Нам предстояло перебазирование в Понтонную, поэтому библиотеку разделили на двух или трех человек, пожелавших переправить книги в Ленинград. Коля Муравьев забрал львиную долю, и каким-то образом переправил ее домой. Меня же это все мало интересовало, я лишь удивлялся, что люди занимаются «чепухой». После войны, бывая часто в доме Муравьевых, я видел огромные шкафы книг высотой 4 метра (квартира в старинном доме-коттедже). Конечно, книги из Рыбацкого-Славянки составляли в этой огромной библиотеке мизер.
Наше житье-бытье в землянках на крутом берегу реки Славянки, вблизи одноименной железнодорожной станции, осталось в памяти еще и потому, что здесь мы, блокадники, еле-еле восстановили свои силенки, немного «отошли» от жестокого голода. Я уже говорил, что чувство голода нас преследовало еще долго, вплоть до вступления в пределы Эстонии, но все же мы стали полноценными бойцами в смысле физического состояния, стали забывать слово «доходяга».
★ ★ ★
Условия задания: Пожалуйста, верните без изменений часть отрывка выше: от слов «Нам предстояло перебазирование» до слов «огромной библиотеке мизер.» включительно.

Исходные данные:
★ ★ ★
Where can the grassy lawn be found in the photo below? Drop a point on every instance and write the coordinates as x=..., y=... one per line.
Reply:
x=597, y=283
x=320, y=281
★ ★ ★
Ответ на задание:
Нам предстояло перебазирование в Понтонную, поэтому библиотеку разделили на двух или трех человек, пожелавших переправить книги в Ленинград. Коля Муравьев забрал львиную долю, и каким-то образом переправил ее домой. Меня же это все мало интересовало, я лишь удивлялся, что люди занимаются «чепухой». После войны, бывая часто в доме Муравьевых, я видел огромные шкафы книг высотой 4 метра (квартира в старинном доме-коттедже). Конечно, книги из Рыбацкого-Славянки составляли в этой огромной библиотеке мизер.